» Required action 1:
In the text on controlled human malaria infection, replace "Plasmodium falciparum" with "P. falciparum" and write out everything from "Background Characterising the" down to "pathophysiology of malaria.".
» Required action 2:
Continue the text on controlled human malaria infection in Gabon, picking up from its final sentence.

» Text under study:

[Start of Attachment]

Background Characterising the effect of natural acquired immunity and sickle cell anaemia on the pattern of Plasmodium falciparum parasitaemia may be useful to understand the pathophysiological mechanisms of protection against malaria. Controlled human malaria infection (CHMI) by direct venous inoculation of aseptic, purified, cryopreserved sporozoites (Pf-SPZ challenge) is a new tool which can be used to investigate the pathophysiology of malaria.
Methods The study was performed in Lambarene, Gabon, one of seven African partners in the EDCTP-funded CHMI platform. Adults aged 18–35 from three groups NI: 5 non-immune (NI), 11 semi-immunes with haemoglobin AA (IA), and 9 semi-immunes with haemoglobin AS (IS) received 3,200 sporozoites after a curative treatment course with clindamycin. Capillary blood samples were taken daily up to Day 28 to determine parasitaemia by real-time quantitative polymerase chain reaction (RT-qPCR). Treatment was administered for a malaria episode or at Day 28, whichever came first.

[End of Attachment]

» Source information:
[Start of Attachment]

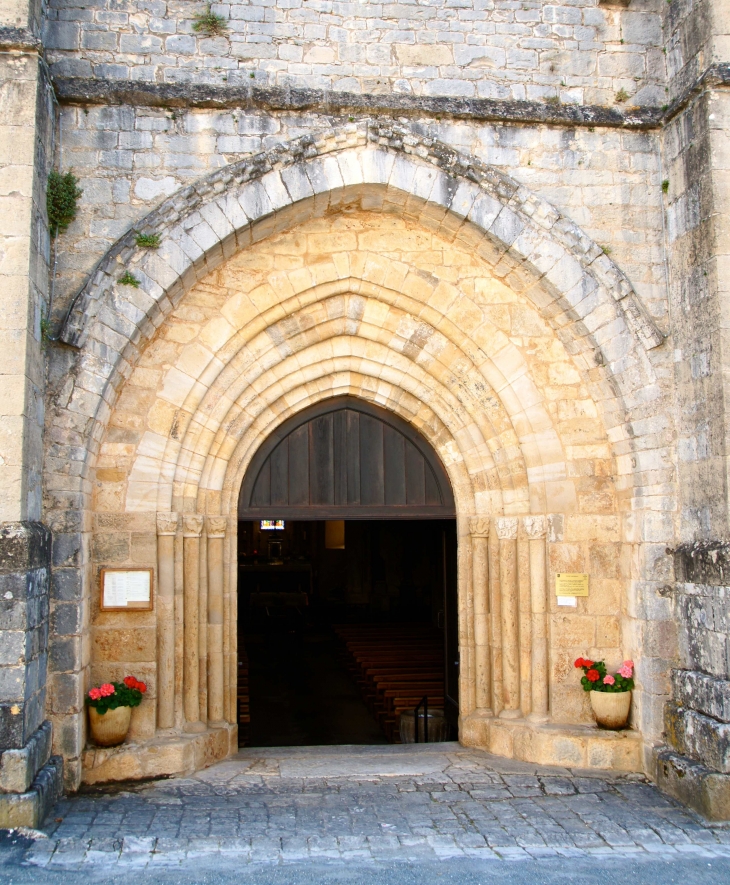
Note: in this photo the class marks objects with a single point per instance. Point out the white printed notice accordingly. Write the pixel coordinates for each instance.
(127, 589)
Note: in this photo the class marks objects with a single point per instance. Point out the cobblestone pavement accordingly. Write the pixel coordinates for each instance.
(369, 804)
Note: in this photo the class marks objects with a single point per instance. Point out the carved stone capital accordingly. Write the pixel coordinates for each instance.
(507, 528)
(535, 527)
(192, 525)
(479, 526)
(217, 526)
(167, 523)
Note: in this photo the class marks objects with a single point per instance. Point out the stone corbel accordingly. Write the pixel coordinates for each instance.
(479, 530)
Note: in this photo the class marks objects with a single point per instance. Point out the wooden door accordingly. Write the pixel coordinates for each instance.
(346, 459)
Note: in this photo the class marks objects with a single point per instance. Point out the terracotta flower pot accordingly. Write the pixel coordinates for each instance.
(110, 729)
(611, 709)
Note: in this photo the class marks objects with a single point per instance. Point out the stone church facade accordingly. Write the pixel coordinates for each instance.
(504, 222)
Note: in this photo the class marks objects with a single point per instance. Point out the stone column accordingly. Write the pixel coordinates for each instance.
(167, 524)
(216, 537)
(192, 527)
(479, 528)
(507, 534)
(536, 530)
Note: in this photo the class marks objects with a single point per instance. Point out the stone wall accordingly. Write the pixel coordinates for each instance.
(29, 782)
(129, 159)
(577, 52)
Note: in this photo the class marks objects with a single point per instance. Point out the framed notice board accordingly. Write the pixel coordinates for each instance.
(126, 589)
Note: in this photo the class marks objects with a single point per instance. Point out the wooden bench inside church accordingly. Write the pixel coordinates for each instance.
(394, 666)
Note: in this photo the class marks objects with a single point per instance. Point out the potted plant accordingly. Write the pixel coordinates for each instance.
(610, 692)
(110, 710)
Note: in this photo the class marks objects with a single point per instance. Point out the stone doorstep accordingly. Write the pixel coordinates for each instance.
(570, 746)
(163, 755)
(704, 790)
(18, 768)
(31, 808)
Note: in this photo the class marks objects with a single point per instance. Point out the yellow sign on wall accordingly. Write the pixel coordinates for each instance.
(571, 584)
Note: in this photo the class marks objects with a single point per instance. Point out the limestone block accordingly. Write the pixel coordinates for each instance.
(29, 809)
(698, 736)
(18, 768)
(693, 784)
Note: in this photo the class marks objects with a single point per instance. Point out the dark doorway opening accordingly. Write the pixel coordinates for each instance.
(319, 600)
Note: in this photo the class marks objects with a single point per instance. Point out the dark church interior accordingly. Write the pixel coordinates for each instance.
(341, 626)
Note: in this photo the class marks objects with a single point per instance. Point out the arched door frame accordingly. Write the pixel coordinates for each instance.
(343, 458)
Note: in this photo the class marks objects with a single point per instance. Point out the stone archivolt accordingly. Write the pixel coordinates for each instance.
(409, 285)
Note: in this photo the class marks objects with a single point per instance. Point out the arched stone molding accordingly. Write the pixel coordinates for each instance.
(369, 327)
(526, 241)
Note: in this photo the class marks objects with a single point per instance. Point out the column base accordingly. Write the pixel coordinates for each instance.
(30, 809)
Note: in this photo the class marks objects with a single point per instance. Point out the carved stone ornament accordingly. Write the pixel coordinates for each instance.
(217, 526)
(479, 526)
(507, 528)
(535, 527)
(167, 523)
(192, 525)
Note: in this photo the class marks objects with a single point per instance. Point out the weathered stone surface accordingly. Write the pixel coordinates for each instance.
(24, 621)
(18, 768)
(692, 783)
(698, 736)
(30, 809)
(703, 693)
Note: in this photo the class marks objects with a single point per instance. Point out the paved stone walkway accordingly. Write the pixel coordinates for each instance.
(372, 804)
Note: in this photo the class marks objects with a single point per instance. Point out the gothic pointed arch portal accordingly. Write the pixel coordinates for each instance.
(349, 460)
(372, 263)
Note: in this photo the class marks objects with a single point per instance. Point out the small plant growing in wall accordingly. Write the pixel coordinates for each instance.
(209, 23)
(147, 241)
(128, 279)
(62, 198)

[End of Attachment]

» Task output 1:
Background Characterising the effect of natural acquired immunity and sickle cell anaemia on the pattern of P. falciparum parasitaemia may be useful to understand the pathophysiological mechanisms of protection against malaria. Controlled human malaria infection (CHMI) by direct venous inoculation of aseptic, purified, cryopreserved sporozoites (Pf-SPZ challenge) is a new tool which can be used to investigate the pathophysiology of malaria.

» Task output 2:
Results Parasitaemia was detected in 5 (100%) subjects in the NI group, 9 (82%) in the IA group and 7 (78%) in the IS group. All volunteers in the NI group showed similar patterns with parasitaemia starting around Day 8 and rising quickly. Patterns for parasitaemia in the immune groups (IA and IS) were highly heterogeneous. Although time points of initial parasitaemia and duration of parasitaemia varied, all semi-immunes managed to control parasitaemia for at least several days. There were no discernible differences in patterns between the IS and IA group, including the area under curve of parasitaemia over time.
Conclusions No parasitaemia was detected in 20% of the semi-immunes, likely due to liver stage immunity. The highly variable patterns of parasitaemia did not allow us to discern immune mechanisms against blood stages. Haemoglobin AS had no visible effect on parasite dynamics at the low parasitaemia encountered.